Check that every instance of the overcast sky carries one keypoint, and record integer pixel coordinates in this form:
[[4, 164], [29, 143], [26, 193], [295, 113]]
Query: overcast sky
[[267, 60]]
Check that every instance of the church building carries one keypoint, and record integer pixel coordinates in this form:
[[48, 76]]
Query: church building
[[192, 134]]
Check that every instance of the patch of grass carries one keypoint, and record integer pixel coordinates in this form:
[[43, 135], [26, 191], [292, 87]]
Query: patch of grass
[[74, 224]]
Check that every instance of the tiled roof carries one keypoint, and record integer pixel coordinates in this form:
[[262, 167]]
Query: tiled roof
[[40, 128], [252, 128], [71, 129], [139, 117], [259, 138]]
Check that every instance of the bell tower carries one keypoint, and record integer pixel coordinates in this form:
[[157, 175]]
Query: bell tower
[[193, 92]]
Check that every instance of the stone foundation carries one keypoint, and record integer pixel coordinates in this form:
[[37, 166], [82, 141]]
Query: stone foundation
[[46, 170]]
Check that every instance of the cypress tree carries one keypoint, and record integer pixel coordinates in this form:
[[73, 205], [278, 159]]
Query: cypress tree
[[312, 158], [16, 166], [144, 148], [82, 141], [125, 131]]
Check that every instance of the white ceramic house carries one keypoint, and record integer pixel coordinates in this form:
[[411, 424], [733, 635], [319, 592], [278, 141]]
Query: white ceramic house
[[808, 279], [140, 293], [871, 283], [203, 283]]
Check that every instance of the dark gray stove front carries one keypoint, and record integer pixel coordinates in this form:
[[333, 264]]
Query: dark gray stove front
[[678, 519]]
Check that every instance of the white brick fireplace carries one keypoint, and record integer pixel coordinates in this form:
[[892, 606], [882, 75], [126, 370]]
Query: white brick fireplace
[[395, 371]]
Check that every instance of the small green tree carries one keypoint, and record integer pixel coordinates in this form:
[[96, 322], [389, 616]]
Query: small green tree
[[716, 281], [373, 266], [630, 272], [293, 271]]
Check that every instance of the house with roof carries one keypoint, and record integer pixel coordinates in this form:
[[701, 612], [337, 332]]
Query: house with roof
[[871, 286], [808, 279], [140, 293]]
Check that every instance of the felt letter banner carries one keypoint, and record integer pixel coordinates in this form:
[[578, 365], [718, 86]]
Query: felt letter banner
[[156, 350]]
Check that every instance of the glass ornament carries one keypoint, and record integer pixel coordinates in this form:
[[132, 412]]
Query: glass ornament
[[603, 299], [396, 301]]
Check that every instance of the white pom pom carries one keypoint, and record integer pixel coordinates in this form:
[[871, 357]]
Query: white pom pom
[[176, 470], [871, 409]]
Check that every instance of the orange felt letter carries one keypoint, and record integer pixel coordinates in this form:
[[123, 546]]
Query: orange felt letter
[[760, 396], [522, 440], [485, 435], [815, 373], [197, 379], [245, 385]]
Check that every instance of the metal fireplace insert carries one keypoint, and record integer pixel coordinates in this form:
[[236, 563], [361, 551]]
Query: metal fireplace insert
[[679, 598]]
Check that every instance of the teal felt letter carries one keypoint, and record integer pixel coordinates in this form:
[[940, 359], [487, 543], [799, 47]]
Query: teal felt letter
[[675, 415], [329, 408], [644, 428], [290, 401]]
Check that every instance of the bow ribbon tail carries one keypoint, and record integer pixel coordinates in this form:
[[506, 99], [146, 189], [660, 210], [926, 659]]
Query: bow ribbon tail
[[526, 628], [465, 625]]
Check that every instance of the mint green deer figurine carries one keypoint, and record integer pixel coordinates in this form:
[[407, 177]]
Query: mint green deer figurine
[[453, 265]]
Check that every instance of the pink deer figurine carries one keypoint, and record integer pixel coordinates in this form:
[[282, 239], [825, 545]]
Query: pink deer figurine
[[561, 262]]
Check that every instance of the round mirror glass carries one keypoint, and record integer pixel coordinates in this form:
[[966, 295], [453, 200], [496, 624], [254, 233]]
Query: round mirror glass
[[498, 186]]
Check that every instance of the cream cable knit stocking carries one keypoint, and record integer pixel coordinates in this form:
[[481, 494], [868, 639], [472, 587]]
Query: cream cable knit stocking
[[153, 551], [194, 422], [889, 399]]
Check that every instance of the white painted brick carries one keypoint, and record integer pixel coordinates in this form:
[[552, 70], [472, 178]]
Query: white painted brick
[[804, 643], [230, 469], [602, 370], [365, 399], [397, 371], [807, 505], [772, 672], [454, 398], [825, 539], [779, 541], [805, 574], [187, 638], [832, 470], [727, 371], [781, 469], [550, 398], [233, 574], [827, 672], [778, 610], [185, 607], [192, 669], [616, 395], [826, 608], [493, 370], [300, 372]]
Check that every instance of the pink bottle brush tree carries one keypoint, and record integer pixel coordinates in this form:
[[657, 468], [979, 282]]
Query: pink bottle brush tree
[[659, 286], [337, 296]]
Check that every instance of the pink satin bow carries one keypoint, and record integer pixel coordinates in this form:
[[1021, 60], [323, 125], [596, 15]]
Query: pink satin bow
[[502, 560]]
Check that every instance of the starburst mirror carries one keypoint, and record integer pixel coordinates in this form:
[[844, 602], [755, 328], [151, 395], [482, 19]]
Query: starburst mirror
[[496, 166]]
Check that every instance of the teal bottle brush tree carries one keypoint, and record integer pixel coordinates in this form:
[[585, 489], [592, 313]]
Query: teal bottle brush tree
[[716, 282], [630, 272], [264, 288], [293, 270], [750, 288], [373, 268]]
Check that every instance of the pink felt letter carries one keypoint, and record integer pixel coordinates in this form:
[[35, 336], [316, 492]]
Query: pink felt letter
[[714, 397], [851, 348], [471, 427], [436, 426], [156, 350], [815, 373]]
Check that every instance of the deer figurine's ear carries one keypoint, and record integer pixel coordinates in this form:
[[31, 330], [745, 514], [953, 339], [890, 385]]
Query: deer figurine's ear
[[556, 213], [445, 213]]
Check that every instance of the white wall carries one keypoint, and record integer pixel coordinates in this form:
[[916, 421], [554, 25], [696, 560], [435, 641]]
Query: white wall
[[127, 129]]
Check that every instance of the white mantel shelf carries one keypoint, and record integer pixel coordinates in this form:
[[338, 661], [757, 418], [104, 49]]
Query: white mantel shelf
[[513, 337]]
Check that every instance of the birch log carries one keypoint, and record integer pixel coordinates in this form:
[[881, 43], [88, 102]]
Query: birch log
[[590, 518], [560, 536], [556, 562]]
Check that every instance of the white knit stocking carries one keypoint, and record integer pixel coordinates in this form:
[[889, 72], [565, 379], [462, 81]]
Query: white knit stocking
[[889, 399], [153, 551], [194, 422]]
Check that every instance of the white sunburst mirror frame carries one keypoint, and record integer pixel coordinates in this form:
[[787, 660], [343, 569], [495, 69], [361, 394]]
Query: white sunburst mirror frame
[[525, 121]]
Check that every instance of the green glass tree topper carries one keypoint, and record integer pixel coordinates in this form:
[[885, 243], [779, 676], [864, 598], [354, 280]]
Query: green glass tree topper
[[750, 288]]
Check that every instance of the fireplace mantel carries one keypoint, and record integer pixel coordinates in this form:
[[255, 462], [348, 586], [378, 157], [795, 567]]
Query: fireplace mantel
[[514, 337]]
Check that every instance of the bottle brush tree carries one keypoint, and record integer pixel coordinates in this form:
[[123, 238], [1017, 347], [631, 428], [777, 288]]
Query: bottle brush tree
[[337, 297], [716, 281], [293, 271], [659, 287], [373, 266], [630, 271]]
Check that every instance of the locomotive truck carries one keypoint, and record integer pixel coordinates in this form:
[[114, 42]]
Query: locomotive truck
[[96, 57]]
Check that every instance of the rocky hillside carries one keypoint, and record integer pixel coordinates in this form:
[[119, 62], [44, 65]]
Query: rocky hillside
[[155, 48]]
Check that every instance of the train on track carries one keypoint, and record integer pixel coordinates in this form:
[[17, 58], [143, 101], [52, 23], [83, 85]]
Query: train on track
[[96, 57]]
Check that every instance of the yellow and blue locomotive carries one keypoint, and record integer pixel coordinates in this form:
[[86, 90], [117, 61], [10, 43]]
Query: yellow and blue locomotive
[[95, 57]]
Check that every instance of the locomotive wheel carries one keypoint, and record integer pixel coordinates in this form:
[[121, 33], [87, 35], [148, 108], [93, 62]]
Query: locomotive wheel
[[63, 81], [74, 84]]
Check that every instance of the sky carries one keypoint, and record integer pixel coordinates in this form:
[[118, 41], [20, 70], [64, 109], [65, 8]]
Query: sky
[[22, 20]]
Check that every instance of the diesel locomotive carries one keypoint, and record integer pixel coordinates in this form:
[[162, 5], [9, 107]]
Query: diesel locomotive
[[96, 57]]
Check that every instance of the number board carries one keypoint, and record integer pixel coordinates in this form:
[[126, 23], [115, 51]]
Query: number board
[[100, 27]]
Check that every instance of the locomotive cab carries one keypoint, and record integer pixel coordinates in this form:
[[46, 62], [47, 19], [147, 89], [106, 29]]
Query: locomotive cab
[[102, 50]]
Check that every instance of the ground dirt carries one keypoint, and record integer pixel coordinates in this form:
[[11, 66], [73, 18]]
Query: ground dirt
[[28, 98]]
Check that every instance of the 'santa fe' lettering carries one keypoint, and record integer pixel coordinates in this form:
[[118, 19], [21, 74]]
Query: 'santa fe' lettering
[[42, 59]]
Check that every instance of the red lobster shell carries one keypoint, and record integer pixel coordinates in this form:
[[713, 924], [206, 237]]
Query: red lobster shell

▶ _Required task_
Render the stretch of material from the line containing "Check that every instance of the metal" through the line containing "[[526, 628], [465, 625]]" as a JSON list of strings, one string per line, with blank lines omitted.

▶ _Exercise output_
[
  "Check that every instance of the metal fireplace insert carries one keypoint, and record integer pixel coordinates in this form:",
  "[[236, 563], [361, 551]]",
  "Query: metal fireplace insert",
  "[[679, 598]]",
  "Check that every instance of the teal felt letter carries one keypoint, and record integer pixel coordinates in this form:",
  "[[940, 359], [487, 543], [799, 47]]",
  "Query: teal felt letter",
  "[[675, 415], [329, 408], [644, 428], [290, 401]]",
  "Check that every instance of the bow ribbon tail carries one keypoint, and record integer pixel coordinates in this form:",
  "[[506, 99], [146, 189], [660, 210], [926, 659]]",
  "Query: bow ribbon tail",
  "[[526, 628], [465, 625]]"
]